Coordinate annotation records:
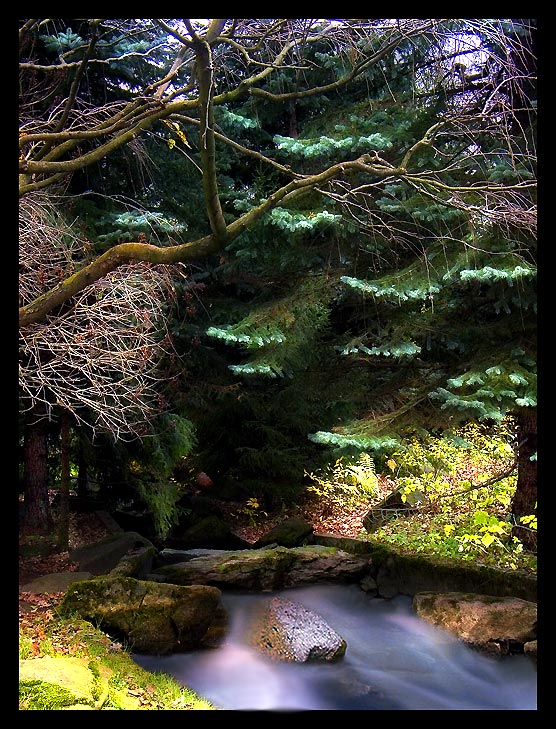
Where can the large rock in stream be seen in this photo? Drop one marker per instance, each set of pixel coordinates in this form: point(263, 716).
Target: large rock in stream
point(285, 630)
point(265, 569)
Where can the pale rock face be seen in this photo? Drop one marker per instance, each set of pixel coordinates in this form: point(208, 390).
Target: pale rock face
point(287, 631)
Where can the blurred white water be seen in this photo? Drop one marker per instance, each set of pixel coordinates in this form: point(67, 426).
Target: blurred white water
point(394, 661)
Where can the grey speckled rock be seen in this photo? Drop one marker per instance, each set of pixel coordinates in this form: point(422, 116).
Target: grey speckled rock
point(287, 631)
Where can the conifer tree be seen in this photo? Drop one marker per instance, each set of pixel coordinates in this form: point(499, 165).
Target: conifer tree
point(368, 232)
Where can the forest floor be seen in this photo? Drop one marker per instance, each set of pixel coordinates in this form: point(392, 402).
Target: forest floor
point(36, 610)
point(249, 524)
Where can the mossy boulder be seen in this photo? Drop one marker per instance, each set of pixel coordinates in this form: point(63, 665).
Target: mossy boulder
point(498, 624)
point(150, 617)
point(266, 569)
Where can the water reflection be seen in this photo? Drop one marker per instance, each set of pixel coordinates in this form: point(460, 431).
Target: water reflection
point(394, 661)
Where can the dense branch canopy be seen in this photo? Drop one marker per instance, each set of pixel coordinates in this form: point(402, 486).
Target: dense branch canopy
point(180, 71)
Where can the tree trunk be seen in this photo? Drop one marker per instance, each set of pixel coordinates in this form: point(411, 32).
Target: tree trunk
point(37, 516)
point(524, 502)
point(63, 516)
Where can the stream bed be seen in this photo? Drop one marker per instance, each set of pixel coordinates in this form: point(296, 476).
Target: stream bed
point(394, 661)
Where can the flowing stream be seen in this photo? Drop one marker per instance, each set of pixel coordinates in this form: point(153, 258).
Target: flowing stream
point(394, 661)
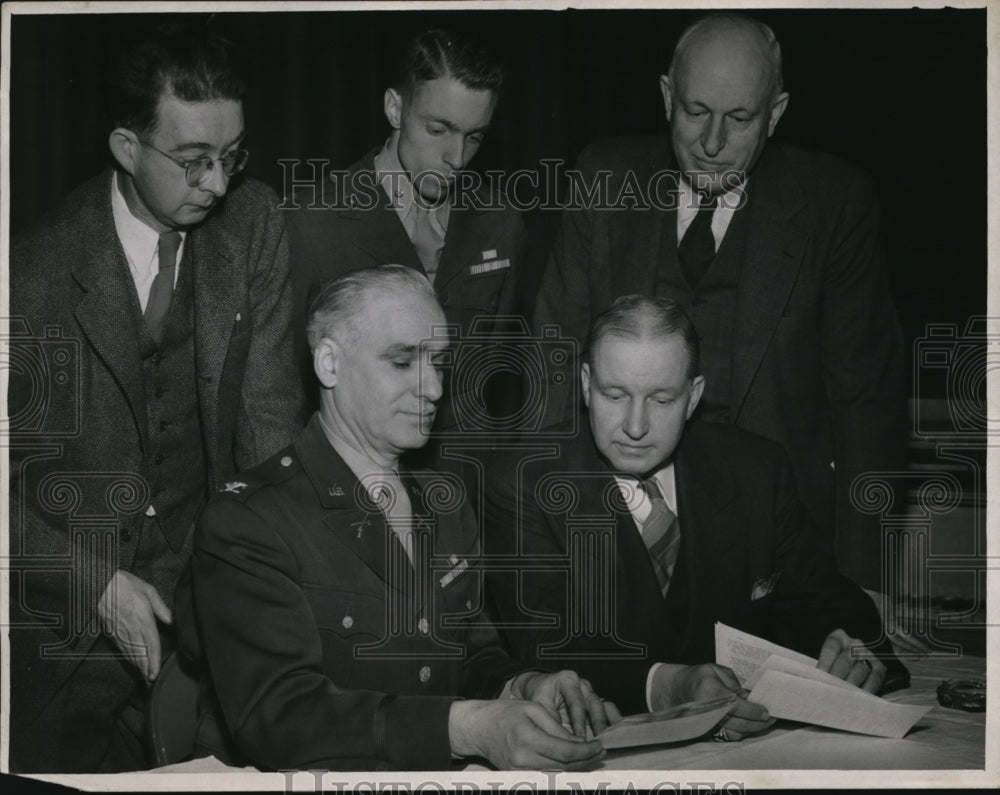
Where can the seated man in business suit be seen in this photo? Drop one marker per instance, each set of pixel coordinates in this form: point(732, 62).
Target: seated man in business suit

Problem details:
Return every line of the records above word for word, leaving out the pictures.

Problem solution:
Where can the large rock in stream be seen in this photo? Drop one marker per instance, each set of pixel coordinates in this form: point(263, 716).
Target: large rock in stream
point(285, 630)
point(265, 569)
Where can the pale rock face be seen in this photo? Drop one marker per instance, each set of pixel coordinates in this form: point(208, 390).
Target: pale rock face
point(287, 631)
Where can the blurred white water be seen in this photo? Drop one marker per instance, each set of pixel coordinates in this form: point(67, 426).
Target: blurred white water
point(394, 661)
Where can the grey speckled rock be seen in this photo? Drop one marker per instance, each set of pixel coordinates in this form: point(422, 116).
Target: grey speckled rock
point(287, 631)
Where can the conifer tree be seen in this photo? Drop one marker per instance, each set of pixel coordinates in this form: point(499, 165).
Target: conifer tree
point(368, 232)
Where can the forest floor be seen in this photo? Drop one marker per instance, each set of pixel coordinates in this form: point(392, 402).
Target: forest floor
point(36, 610)
point(249, 524)
Where can the mossy boulder be seen in this photo? Drop one marker per instance, each set of pixel coordinates in this form: point(63, 665).
Target: mossy boulder
point(498, 624)
point(150, 617)
point(266, 569)
Where can the water reflection be seen in this photo? Drop one marker per instance, each set of pixel coordinates in this form: point(460, 431).
Target: water reflection
point(394, 661)
Where can the dense branch canopy be seen in this photo? Drop one marker per instance, each set of pixel coordinates in this form: point(402, 486).
Target: dense branch canopy
point(180, 71)
Where can the tree trunk be seen in this photo? Drop one marker per instance, each set of pixel coordinates in this form: point(411, 32).
Target: tree trunk
point(37, 516)
point(524, 502)
point(63, 516)
Where can the stream bed be seen in this photo? Drop one marker per instance, each set of pixel coordinates in this form: point(296, 476).
Target: stream bed
point(394, 661)
Where can the flowing stream be seen in this photo? Drop one marker per instance, each set of pixel coordinates in this form: point(153, 258).
Target: flowing stream
point(394, 661)
Where can the seated man in business suit be seen in this photo? Drop one marker per instance, each set of pixel coordinates in this form: point(732, 62).
Target: seated man in business suit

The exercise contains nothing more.